*LISTED RECORDS:*
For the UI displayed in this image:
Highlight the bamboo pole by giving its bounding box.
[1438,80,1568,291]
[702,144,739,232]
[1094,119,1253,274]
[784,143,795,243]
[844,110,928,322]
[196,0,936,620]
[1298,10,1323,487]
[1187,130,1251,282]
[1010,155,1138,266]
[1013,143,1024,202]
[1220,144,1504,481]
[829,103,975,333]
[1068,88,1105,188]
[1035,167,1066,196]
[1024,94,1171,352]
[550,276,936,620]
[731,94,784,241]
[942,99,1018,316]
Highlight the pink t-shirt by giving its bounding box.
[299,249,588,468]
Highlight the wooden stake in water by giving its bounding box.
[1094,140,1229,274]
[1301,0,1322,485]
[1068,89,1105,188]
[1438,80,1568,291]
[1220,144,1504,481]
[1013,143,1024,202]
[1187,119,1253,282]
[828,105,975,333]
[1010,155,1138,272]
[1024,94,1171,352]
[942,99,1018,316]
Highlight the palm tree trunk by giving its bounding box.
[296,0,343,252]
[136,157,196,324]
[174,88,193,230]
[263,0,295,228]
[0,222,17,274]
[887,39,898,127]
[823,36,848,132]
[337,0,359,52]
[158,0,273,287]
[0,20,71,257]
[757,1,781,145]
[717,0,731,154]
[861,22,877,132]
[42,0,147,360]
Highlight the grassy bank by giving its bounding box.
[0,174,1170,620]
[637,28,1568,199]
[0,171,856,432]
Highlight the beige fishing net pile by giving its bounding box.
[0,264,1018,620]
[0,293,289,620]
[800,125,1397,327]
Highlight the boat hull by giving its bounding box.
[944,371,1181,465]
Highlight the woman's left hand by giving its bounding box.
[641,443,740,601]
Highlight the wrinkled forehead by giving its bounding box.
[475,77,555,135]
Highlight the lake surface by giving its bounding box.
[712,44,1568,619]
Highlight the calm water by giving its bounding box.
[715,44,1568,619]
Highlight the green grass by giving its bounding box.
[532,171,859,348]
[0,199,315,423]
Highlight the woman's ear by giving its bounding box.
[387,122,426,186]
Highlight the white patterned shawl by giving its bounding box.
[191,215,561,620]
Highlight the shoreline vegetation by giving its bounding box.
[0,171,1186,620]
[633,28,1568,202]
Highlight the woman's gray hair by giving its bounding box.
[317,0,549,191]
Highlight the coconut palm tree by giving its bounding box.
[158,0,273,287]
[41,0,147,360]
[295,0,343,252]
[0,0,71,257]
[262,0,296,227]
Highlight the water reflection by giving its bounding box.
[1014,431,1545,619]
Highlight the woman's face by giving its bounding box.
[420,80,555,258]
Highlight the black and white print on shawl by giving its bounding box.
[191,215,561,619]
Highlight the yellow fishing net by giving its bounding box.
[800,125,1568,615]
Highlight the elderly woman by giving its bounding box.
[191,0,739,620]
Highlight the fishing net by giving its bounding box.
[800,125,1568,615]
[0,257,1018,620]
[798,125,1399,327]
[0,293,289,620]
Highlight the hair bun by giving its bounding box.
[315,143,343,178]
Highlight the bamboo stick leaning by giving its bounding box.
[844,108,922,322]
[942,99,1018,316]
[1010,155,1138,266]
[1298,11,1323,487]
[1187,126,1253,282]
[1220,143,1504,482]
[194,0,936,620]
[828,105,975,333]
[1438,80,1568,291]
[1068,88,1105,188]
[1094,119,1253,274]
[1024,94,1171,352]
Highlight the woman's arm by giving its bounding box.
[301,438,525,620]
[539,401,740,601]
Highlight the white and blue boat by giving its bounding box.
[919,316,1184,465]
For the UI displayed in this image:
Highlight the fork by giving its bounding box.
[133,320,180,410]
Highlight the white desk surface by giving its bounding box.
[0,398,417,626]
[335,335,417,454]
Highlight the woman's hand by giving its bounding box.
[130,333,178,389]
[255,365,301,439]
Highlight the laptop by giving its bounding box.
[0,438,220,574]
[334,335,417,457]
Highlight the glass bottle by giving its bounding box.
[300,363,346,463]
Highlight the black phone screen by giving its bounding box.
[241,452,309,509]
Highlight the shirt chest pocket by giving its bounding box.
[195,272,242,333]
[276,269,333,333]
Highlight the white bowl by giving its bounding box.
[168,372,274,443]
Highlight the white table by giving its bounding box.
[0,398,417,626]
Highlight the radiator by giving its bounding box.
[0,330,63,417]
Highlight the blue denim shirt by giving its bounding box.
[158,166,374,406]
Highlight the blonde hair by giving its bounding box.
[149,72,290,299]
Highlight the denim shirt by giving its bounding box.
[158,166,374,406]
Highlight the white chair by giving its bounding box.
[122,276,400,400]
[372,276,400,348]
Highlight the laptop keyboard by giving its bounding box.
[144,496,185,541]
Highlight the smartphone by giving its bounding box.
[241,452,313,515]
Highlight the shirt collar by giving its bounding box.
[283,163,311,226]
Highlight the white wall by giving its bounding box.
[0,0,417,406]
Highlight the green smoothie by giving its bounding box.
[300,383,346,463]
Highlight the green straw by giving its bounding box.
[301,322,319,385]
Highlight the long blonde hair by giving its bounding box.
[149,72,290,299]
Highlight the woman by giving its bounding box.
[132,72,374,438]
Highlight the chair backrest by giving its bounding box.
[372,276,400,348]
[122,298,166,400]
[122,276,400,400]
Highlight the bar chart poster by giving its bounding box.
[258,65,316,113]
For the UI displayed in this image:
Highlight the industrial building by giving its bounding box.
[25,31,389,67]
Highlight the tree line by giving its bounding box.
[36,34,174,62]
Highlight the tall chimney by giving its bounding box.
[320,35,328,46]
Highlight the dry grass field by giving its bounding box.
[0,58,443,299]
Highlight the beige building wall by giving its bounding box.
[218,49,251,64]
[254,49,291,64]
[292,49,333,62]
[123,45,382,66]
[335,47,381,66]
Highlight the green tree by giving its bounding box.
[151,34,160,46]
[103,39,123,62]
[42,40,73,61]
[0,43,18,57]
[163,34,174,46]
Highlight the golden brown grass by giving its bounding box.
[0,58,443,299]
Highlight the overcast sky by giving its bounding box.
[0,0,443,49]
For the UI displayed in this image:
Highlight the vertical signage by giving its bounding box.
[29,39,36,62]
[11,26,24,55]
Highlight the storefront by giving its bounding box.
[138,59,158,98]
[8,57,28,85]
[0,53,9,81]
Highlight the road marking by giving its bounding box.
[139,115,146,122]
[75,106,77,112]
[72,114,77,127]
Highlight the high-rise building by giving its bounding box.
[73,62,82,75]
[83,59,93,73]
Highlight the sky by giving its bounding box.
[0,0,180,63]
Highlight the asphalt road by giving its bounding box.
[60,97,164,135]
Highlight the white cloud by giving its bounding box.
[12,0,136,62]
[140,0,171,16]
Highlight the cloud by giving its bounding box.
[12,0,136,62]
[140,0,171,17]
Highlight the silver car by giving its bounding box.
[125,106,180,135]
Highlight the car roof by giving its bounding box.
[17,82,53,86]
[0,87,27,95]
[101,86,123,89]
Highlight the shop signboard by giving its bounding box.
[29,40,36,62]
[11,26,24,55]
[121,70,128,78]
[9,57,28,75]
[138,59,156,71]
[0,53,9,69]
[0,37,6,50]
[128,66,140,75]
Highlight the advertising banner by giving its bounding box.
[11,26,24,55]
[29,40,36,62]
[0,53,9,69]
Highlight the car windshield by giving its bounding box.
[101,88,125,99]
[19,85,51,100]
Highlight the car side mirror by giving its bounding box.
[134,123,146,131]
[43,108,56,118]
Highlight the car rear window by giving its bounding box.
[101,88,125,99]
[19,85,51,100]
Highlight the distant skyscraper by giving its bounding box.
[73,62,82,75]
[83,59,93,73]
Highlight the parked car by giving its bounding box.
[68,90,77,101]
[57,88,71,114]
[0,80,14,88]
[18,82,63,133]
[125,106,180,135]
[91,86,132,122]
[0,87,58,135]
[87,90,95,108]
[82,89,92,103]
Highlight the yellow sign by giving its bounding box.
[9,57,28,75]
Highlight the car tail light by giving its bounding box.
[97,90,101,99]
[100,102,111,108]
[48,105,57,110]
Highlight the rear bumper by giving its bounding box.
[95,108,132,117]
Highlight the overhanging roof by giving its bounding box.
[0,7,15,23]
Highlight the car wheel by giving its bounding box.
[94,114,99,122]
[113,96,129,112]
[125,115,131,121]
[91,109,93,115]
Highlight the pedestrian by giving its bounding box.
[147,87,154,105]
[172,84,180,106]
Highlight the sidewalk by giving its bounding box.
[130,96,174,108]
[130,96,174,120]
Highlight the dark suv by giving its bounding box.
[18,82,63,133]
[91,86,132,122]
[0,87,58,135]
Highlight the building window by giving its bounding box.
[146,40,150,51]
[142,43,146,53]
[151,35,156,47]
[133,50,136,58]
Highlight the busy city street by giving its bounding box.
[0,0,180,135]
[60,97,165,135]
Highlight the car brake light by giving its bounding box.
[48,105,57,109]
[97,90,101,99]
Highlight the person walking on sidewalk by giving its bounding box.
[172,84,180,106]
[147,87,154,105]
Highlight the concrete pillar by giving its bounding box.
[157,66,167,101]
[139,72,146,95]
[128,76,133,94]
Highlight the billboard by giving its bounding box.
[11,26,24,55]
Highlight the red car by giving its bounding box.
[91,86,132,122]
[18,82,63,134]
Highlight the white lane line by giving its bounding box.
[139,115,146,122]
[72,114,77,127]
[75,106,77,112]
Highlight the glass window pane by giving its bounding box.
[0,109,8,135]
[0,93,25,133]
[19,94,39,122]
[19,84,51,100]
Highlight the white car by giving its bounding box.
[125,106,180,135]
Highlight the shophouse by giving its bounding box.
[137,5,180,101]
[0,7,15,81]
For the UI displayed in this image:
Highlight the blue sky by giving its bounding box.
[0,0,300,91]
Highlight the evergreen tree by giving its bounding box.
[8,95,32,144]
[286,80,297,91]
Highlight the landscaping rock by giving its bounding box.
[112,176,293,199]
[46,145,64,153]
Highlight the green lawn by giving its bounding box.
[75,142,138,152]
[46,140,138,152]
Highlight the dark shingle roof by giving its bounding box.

*DIRECTIONS FOR THIS TASK:*
Render everything in the listing above, from the line containing "Highlight the bar" down to the line containing "[36,34,174,62]", as a JSON list of strings with one string per line, leaving out any blank lines.

*WRITTEN ANSWER:*
[
  "Highlight the bar chart poster by giving its bounding box.",
  "[258,65,316,113]",
  "For the UI displayed in this image:",
  "Highlight the industrial building by giving its bounding box.",
  "[25,31,389,67]",
  "Highlight the tree line by giving its bounding box.",
  "[36,34,174,62]"
]